Text section –
________________________________________
I was analyzing one of my builds today on sealeddeck.tech:

The breakdown of ratings is as follows:

  • S: 0
  • A: 0
  • A-: 0
  • B+: 0
  • B: 1
  • B-: 12
  • C+:  6
  • C: 2
  • C-: 3
  • D+: 1

Now there are some problems with this deck. Big Score is probably out of place. I would have liked something besides Sticky Fingers, Forge Boss isn’t really needed since I have so many 4 cost blitz creatures, and it could use more plays on turn 3. The average grade it would receive based on the rankings is about a C+. This deck went 5-3 and I made gems on it. I used to look at tier lists and see things ranked C or D and think wow I don’t want to put any of those cards in my deck. I would avoid them while drafting and avoid them while deck building.

I recently realized that nearly every card has its place. I think a better approach is a synergy guide because while tier lists can be good in a vacuum or for a pack 1 pick 1 situation, after that there are a lot more questions you need to be asking yourself when evaluating a pack for which card to pick.

If everyone at your table is fighting for the best Bant cards while leaving red and black wide open there is an opportunity to take a pile of “C” rated cards and make them work.
________________________________________
List of tasks –
**A)** Please condense the paragraph of the deck-building post that begins "Now there are some problems with this deck" into a short bulleted list that keeps its main facts.
**B)** Reproduce the deck-building post word for word, from "Now there are" up to and including "while deck building.".

Available data –
________________________________________
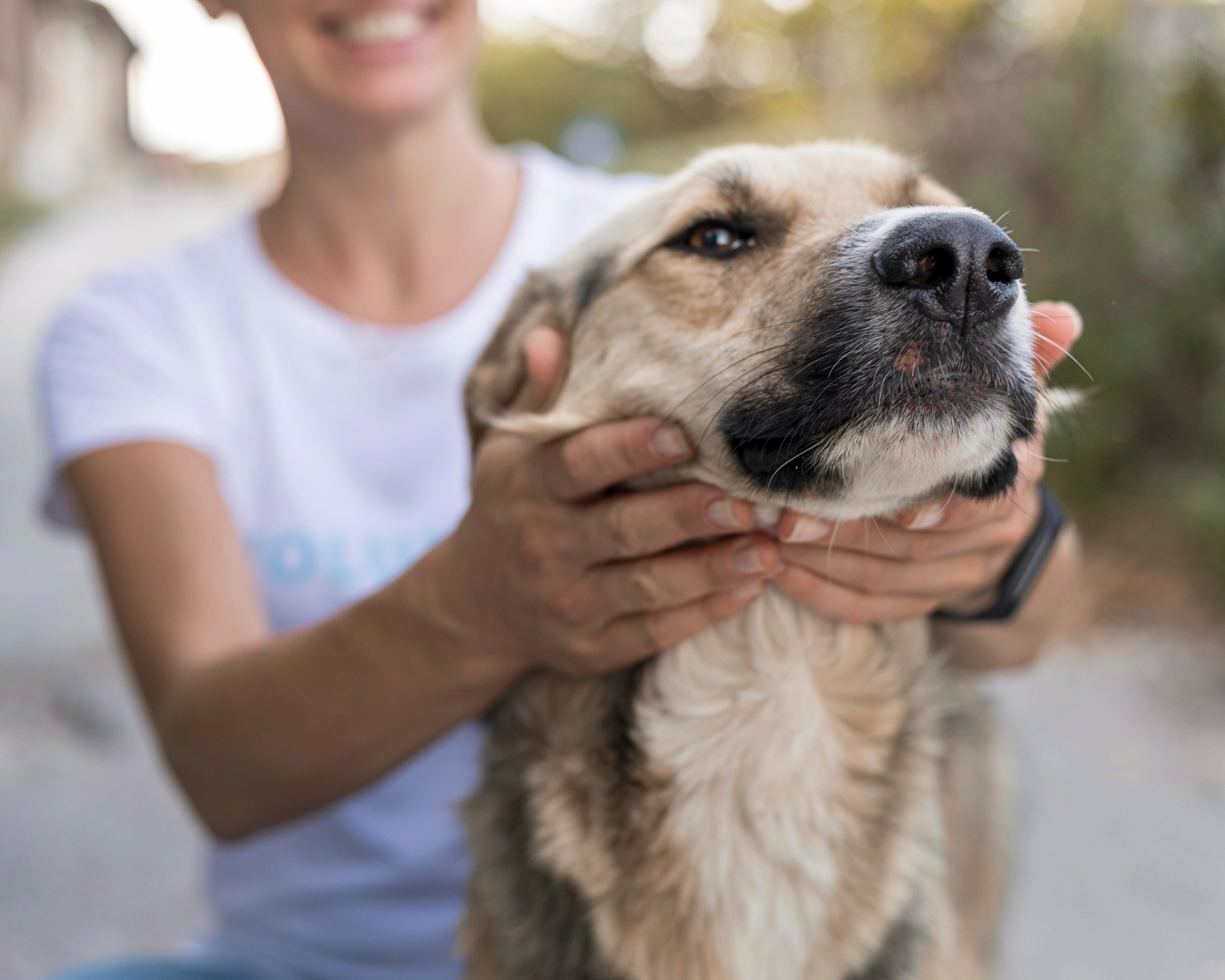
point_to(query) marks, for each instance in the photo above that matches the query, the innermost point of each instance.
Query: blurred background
(1093, 129)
________________________________________
Results of the tasks –
**A)**
- Problems with the deck: Big Score is probably out of place, something besides Sticky Fingers would have been better, Forge Boss isn't really needed given the many 4-cost blitz creatures, and it could use more turn-3 plays.
- Based on the rankings, its average grade is about a C+.
- It went 5-3 and earned gems.
- The writer used to avoid C- and D-ranked cards while drafting and deck building after seeing them on tier lists.

**B)**
Now there are some problems with this deck. Big Score is probably out of place. I would have liked something besides Sticky Fingers, Forge Boss isn’t really needed since I have so many 4 cost blitz creatures, and it could use more plays on turn 3. The average grade it would receive based on the rankings is about a C+. This deck went 5-3 and I made gems on it. I used to look at tier lists and see things ranked C or D and think wow I don’t want to put any of those cards in my deck. I would avoid them while drafting and avoid them while deck building.